[Data supplied Boundary: Start]
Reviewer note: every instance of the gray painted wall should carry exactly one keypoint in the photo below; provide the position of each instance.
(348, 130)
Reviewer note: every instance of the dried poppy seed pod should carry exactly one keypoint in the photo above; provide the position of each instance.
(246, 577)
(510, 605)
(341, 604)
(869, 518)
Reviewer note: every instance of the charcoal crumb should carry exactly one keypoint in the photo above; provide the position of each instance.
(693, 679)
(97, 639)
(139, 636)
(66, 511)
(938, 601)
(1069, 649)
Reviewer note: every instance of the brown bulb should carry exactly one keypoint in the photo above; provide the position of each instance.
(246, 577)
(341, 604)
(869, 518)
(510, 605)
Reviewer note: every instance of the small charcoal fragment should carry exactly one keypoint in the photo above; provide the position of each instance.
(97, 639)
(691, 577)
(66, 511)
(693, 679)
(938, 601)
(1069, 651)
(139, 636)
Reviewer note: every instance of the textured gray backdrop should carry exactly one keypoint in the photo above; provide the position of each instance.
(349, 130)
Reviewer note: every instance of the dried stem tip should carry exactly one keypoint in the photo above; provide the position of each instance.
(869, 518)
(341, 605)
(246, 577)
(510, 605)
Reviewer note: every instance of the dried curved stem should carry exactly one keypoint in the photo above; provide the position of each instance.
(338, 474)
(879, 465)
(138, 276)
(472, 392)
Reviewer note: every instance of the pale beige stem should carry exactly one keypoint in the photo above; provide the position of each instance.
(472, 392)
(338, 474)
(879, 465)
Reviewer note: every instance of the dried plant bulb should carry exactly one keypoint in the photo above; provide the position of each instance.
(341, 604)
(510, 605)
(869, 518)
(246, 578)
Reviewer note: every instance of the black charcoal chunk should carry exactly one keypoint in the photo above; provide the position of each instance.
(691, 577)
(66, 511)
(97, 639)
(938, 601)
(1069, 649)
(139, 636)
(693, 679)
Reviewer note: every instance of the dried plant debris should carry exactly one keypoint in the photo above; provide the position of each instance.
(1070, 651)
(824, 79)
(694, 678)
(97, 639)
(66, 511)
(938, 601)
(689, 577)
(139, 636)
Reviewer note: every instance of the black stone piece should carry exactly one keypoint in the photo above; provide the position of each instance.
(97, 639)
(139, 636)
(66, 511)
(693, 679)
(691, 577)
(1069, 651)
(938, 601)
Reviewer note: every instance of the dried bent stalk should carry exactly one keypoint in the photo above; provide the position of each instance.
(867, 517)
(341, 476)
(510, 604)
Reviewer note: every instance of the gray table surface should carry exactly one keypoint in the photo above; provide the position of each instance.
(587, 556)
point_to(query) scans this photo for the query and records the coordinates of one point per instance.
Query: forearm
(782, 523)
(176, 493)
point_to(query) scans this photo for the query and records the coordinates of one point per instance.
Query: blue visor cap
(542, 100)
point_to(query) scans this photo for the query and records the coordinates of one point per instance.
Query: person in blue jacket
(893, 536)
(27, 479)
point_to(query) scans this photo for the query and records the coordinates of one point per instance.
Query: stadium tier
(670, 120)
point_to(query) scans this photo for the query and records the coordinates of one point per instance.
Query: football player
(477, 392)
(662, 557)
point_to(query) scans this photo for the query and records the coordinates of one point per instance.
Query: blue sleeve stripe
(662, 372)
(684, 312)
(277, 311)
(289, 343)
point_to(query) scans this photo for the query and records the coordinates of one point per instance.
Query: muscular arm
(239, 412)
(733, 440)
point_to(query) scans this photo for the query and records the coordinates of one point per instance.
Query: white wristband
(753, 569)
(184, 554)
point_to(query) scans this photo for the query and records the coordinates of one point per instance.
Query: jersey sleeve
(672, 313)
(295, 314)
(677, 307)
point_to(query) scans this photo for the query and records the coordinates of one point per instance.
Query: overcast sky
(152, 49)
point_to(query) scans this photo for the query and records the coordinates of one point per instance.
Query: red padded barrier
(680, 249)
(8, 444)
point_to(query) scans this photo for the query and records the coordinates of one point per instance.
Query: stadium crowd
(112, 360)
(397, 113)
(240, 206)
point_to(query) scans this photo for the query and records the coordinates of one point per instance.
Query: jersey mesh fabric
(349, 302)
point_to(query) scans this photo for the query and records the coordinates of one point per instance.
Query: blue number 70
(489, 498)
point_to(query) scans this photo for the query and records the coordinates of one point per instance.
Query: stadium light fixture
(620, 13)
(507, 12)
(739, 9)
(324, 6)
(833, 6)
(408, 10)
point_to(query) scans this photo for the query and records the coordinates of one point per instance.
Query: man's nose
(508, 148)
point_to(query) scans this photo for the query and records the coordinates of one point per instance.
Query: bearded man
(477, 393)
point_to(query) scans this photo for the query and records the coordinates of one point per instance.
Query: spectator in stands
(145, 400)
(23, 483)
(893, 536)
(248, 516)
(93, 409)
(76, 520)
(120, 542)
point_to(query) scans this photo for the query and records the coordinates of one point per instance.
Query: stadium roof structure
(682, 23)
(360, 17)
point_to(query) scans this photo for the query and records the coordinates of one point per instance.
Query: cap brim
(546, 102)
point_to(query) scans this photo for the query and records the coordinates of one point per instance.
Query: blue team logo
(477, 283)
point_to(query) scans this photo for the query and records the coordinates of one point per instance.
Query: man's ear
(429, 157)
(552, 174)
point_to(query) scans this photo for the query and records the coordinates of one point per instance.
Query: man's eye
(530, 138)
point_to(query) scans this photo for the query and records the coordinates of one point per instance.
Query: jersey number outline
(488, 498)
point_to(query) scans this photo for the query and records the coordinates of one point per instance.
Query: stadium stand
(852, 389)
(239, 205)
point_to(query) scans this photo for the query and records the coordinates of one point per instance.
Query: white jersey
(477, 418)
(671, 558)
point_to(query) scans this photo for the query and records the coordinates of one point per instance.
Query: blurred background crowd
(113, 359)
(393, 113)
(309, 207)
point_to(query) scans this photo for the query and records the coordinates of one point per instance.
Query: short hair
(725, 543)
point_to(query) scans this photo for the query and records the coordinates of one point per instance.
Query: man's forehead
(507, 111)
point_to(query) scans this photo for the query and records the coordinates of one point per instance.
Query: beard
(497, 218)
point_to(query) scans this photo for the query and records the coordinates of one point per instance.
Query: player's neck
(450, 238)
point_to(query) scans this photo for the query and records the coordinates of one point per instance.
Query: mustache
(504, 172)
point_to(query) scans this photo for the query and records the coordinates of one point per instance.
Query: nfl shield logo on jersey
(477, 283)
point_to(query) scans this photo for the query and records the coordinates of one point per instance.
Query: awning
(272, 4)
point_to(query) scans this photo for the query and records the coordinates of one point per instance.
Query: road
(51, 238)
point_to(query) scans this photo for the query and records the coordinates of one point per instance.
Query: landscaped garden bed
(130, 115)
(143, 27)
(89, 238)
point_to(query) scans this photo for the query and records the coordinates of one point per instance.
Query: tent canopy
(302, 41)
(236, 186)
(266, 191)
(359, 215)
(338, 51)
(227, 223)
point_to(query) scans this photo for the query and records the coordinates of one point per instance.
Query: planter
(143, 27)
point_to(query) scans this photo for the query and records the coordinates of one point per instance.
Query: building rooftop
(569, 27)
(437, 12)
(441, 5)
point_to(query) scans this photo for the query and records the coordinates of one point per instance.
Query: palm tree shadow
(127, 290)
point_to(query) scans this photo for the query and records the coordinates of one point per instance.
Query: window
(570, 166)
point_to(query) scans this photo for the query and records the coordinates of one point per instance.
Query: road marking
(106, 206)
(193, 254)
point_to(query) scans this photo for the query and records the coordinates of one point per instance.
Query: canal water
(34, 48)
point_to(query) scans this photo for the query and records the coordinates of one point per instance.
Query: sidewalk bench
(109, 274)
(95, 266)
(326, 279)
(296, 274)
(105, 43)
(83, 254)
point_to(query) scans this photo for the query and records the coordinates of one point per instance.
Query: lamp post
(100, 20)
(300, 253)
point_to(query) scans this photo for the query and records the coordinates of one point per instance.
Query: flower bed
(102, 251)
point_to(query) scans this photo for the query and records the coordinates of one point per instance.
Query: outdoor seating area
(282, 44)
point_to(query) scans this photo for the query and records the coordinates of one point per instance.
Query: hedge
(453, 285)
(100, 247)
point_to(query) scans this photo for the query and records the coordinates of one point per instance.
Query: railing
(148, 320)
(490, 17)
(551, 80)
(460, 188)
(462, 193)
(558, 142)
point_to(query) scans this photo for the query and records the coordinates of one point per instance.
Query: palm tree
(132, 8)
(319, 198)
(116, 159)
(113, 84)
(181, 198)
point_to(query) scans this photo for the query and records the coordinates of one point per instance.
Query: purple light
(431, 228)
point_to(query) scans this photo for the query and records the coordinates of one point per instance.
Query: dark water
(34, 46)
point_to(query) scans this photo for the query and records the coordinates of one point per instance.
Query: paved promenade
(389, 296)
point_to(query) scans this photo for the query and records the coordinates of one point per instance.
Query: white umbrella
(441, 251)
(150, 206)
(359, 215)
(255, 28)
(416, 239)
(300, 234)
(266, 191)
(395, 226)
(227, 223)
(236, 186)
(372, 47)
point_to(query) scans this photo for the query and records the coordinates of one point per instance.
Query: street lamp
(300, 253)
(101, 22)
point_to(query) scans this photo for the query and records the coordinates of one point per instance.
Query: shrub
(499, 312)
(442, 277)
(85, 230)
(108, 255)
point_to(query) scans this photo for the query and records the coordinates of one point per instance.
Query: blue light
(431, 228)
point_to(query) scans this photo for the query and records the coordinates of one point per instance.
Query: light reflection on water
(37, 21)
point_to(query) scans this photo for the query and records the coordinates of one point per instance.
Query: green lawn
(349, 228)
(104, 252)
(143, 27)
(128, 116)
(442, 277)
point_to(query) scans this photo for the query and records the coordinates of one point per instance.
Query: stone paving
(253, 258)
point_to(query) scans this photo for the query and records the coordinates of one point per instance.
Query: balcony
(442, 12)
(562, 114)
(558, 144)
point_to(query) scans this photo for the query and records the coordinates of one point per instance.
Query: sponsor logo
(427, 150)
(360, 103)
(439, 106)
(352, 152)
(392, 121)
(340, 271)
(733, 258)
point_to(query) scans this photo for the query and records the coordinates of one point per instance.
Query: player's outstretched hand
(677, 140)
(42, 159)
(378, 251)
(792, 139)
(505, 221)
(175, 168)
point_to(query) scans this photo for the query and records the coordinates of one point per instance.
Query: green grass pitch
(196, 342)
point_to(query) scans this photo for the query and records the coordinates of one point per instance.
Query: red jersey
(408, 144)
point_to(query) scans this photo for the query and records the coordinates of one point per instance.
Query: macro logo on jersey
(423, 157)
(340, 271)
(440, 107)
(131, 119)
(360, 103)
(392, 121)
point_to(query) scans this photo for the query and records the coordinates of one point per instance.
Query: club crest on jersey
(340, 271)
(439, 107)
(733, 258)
[Data supplied Boundary: End]
Exercise description: When you reach the line that contains "Query: red jersey" in the material above, please copy it and every line after it exactly, stopping only at the last line.

Result for this exercise:
Query: red jersey
(408, 144)
point_to(query) scans this photo for the query and records the coordinates of one point per instance.
Query: macro logo on jersey
(423, 157)
(340, 271)
(440, 107)
(131, 119)
(360, 103)
(392, 121)
point_to(query) scans this photo for the query and records the coordinates of one point per instance.
Query: club crest on jersey
(340, 271)
(439, 107)
(733, 258)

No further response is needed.